↓

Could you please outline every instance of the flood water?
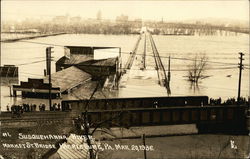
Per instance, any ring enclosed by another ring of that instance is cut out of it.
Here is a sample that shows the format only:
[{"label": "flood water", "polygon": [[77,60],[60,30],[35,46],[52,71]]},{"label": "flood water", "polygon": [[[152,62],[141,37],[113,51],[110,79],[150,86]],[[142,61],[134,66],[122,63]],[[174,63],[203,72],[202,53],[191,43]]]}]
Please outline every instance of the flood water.
[{"label": "flood water", "polygon": [[[28,78],[42,78],[46,67],[45,49],[53,46],[54,61],[52,73],[55,72],[55,61],[64,55],[62,46],[114,46],[121,47],[122,63],[125,64],[129,52],[133,49],[138,35],[89,35],[66,34],[46,38],[26,40],[26,42],[1,43],[1,65],[13,64],[19,67],[19,83]],[[171,57],[171,96],[207,95],[212,98],[222,99],[237,97],[239,69],[239,52],[245,54],[243,63],[249,68],[249,36],[153,36],[162,61],[167,68],[168,56]],[[37,42],[37,43],[34,43]],[[38,43],[47,43],[42,45]],[[51,44],[51,45],[49,45]],[[57,46],[54,46],[54,45]],[[208,66],[204,75],[209,76],[201,80],[198,86],[193,86],[187,80],[187,66],[192,63],[196,54],[203,53],[208,57]],[[151,60],[153,62],[153,60]],[[154,65],[152,63],[152,65]],[[148,63],[150,66],[150,63]],[[150,78],[150,77],[148,77]],[[150,82],[149,82],[150,83]],[[23,102],[21,97],[10,97],[7,83],[1,86],[1,110],[6,110],[6,105]],[[140,87],[148,86],[145,83],[133,83],[134,88],[129,92],[118,93],[119,97],[126,96],[158,96],[161,90],[151,92],[140,91]],[[249,96],[249,69],[242,73],[241,95]],[[36,99],[25,99],[30,103]],[[47,100],[39,100],[47,103]]]}]

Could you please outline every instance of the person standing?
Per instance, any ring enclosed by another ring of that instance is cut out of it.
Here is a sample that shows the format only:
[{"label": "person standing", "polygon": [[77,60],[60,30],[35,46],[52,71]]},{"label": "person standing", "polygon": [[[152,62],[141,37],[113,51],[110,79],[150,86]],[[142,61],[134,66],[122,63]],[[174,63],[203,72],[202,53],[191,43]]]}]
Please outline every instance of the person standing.
[{"label": "person standing", "polygon": [[30,111],[33,112],[33,104],[32,103],[30,104],[29,107],[30,107]]},{"label": "person standing", "polygon": [[10,111],[10,106],[9,106],[9,103],[7,104],[7,111],[9,112]]},{"label": "person standing", "polygon": [[39,111],[42,111],[42,103],[39,104]]},{"label": "person standing", "polygon": [[33,107],[34,107],[34,111],[36,111],[36,104],[34,104]]},{"label": "person standing", "polygon": [[61,110],[61,105],[60,105],[60,103],[57,104],[57,107],[58,107],[58,111],[60,111],[60,110]]},{"label": "person standing", "polygon": [[43,111],[45,111],[45,107],[46,107],[45,104],[43,104],[42,106],[43,106],[43,107],[42,107],[42,108],[43,108]]}]

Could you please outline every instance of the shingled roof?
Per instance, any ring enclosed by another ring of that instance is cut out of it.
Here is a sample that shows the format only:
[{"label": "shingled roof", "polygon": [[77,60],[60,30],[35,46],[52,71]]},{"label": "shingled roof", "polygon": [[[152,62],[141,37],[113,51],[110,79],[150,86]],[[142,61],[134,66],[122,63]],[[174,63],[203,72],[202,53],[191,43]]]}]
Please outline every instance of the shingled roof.
[{"label": "shingled roof", "polygon": [[117,58],[108,58],[102,60],[89,60],[79,63],[78,65],[92,65],[92,66],[114,66],[116,65]]},{"label": "shingled roof", "polygon": [[[62,71],[58,71],[51,75],[51,83],[53,87],[60,87],[60,92],[72,89],[84,81],[90,80],[91,75],[80,70],[75,66],[71,66]],[[44,79],[44,83],[49,82],[49,77]]]},{"label": "shingled roof", "polygon": [[89,55],[82,55],[82,54],[72,54],[70,58],[65,56],[61,57],[56,64],[79,64],[81,62],[92,60],[93,57]]}]

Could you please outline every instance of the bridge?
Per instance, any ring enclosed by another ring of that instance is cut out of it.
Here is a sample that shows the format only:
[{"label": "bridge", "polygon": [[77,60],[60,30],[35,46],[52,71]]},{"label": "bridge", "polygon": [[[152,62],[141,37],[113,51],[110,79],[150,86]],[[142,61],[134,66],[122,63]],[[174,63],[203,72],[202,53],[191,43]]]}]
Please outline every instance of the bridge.
[{"label": "bridge", "polygon": [[170,94],[169,79],[164,64],[151,33],[145,29],[141,31],[123,69],[119,97]]}]

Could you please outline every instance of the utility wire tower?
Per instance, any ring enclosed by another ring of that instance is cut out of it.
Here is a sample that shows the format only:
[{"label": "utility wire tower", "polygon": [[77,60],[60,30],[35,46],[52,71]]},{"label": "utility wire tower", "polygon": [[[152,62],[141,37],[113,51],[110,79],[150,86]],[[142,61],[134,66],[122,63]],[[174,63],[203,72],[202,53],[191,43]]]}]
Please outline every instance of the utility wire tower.
[{"label": "utility wire tower", "polygon": [[240,102],[240,88],[241,88],[241,74],[242,74],[242,70],[244,69],[243,68],[243,64],[242,64],[242,61],[244,60],[243,59],[243,56],[244,54],[242,52],[239,53],[240,54],[240,63],[239,63],[239,85],[238,85],[238,98],[237,98],[237,102],[239,103]]},{"label": "utility wire tower", "polygon": [[46,48],[46,70],[47,75],[49,76],[49,109],[52,110],[52,104],[51,104],[51,49],[53,47],[47,47]]}]

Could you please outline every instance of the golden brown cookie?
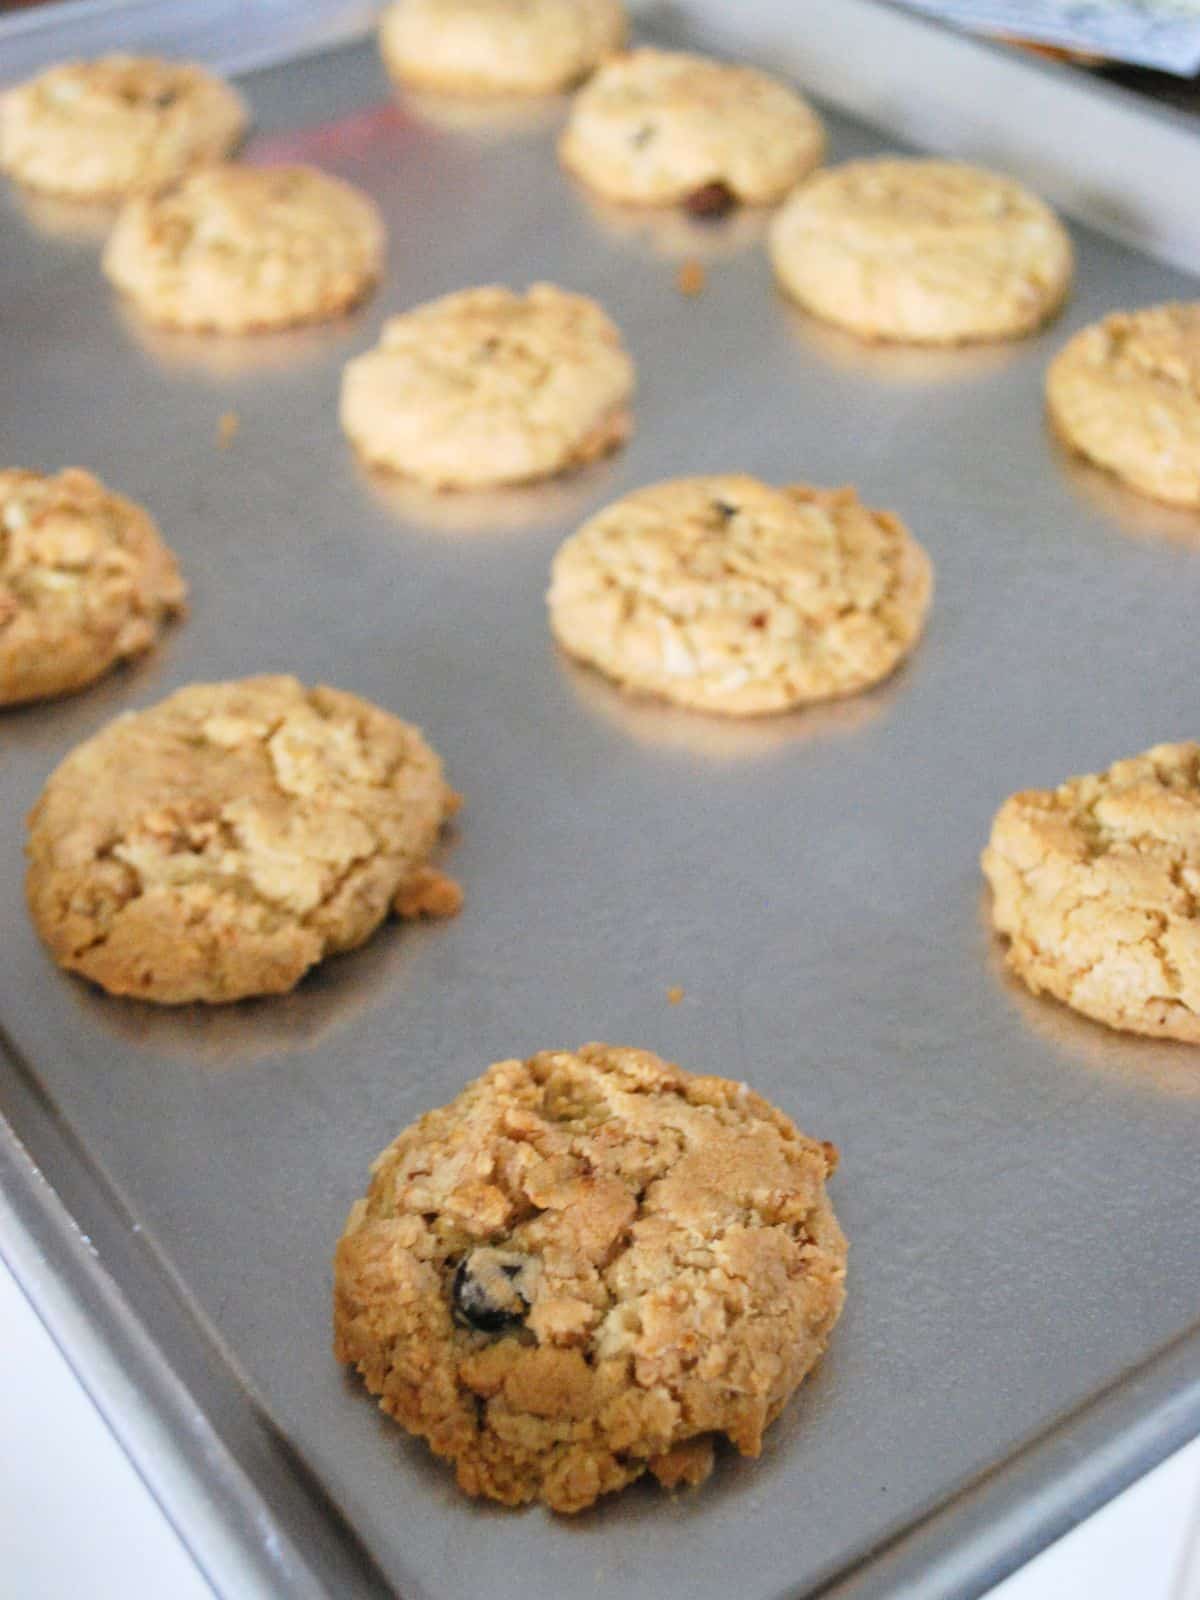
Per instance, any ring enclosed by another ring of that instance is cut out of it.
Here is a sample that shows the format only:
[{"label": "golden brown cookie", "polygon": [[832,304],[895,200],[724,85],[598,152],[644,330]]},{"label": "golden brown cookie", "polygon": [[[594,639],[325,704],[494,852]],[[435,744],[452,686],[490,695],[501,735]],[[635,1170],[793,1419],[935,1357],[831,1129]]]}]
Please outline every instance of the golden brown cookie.
[{"label": "golden brown cookie", "polygon": [[865,339],[963,344],[1031,333],[1062,305],[1073,252],[1022,184],[957,161],[850,161],[771,224],[775,275],[814,316]]},{"label": "golden brown cookie", "polygon": [[323,322],[383,270],[374,201],[315,167],[209,167],[131,200],[104,271],[170,328],[254,333]]},{"label": "golden brown cookie", "polygon": [[70,694],[141,655],[186,594],[132,500],[78,467],[0,470],[0,706]]},{"label": "golden brown cookie", "polygon": [[372,1168],[334,1350],[468,1494],[582,1511],[708,1475],[825,1348],[837,1163],[744,1083],[590,1044],[490,1067]]},{"label": "golden brown cookie", "polygon": [[385,323],[346,367],[341,421],[365,460],[435,488],[525,483],[622,444],[633,387],[586,295],[464,289]]},{"label": "golden brown cookie", "polygon": [[1115,311],[1046,375],[1063,441],[1133,489],[1200,506],[1200,303]]},{"label": "golden brown cookie", "polygon": [[118,199],[220,161],[246,120],[241,96],[202,67],[72,61],[0,95],[0,169],[31,189]]},{"label": "golden brown cookie", "polygon": [[393,0],[379,23],[401,83],[450,94],[553,94],[625,39],[621,0]]},{"label": "golden brown cookie", "polygon": [[1008,964],[1035,994],[1200,1043],[1200,745],[1013,795],[983,870]]},{"label": "golden brown cookie", "polygon": [[785,83],[676,50],[631,50],[575,97],[563,165],[613,200],[720,211],[781,200],[820,161],[825,130]]},{"label": "golden brown cookie", "polygon": [[853,489],[735,474],[618,500],[554,558],[550,626],[618,683],[732,716],[885,678],[916,643],[932,569]]},{"label": "golden brown cookie", "polygon": [[426,865],[456,805],[417,729],[356,695],[195,684],[52,773],[29,908],[59,965],[110,994],[282,994],[392,908],[457,909]]}]

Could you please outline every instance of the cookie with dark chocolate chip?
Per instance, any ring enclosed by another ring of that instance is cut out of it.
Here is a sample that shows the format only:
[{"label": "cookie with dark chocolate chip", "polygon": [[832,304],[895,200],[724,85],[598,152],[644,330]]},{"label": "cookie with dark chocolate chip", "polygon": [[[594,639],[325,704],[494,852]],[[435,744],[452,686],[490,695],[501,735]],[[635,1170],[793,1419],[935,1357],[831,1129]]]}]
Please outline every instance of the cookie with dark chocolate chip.
[{"label": "cookie with dark chocolate chip", "polygon": [[680,50],[631,50],[576,95],[563,165],[634,205],[723,216],[774,205],[821,160],[825,133],[788,84]]},{"label": "cookie with dark chocolate chip", "polygon": [[507,1505],[581,1511],[757,1455],[841,1311],[837,1153],[643,1050],[501,1061],[375,1163],[334,1349]]},{"label": "cookie with dark chocolate chip", "polygon": [[915,646],[925,551],[853,489],[745,473],[649,484],[554,557],[550,628],[634,694],[754,717],[858,694]]}]

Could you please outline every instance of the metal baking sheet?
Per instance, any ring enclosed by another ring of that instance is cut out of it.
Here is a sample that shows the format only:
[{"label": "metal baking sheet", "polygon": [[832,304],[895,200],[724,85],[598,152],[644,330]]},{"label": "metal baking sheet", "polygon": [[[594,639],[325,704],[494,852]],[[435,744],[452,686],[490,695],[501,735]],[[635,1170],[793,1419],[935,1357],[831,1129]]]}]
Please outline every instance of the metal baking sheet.
[{"label": "metal baking sheet", "polygon": [[[0,1148],[0,1243],[64,1337],[100,1330],[78,1359],[224,1594],[978,1594],[1200,1429],[1200,1056],[1010,982],[977,865],[1011,790],[1197,731],[1200,524],[1065,459],[1041,413],[1075,328],[1194,283],[1077,229],[1040,337],[863,348],[777,297],[760,218],[589,200],[554,161],[560,107],[404,106],[365,46],[245,86],[251,158],[317,162],[386,214],[386,280],[338,326],[151,332],[92,221],[0,199],[0,455],[144,500],[193,599],[148,662],[0,725],[0,1108],[25,1147]],[[890,143],[829,121],[835,159]],[[629,446],[495,496],[361,470],[346,359],[428,296],[538,278],[623,328]],[[714,469],[854,483],[910,522],[938,590],[893,681],[738,724],[556,654],[558,542]],[[425,727],[467,796],[463,914],[227,1010],[63,976],[22,910],[45,777],[120,711],[261,670]],[[835,1140],[850,1295],[758,1462],[562,1521],[463,1499],[335,1366],[329,1257],[401,1126],[498,1057],[590,1038],[745,1078]]]}]

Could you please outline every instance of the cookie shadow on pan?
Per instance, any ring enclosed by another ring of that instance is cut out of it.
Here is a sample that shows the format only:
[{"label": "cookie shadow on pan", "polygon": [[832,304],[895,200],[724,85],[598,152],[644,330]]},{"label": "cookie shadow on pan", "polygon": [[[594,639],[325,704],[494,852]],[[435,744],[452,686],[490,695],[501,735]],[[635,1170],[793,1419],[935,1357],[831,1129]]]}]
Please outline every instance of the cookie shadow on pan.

↑

AIM OF THE EXERCISE:
Report every line of the data above that contains the string "Could" by copying it in full.

REPLY:
Could you please outline every instance of the flood water?
Could you please outline every instance of the person standing?
Could you please outline every instance of the shingled roof?
Could you please outline every instance of the bridge?
Could you please outline every instance of the utility wire tower?
Could you please outline every instance of the golden brown cookie?
Could you please outline every instance of the cookie with dark chocolate chip?
Could you please outline every instance of the metal baking sheet?
Could you please outline every instance of the cookie shadow on pan?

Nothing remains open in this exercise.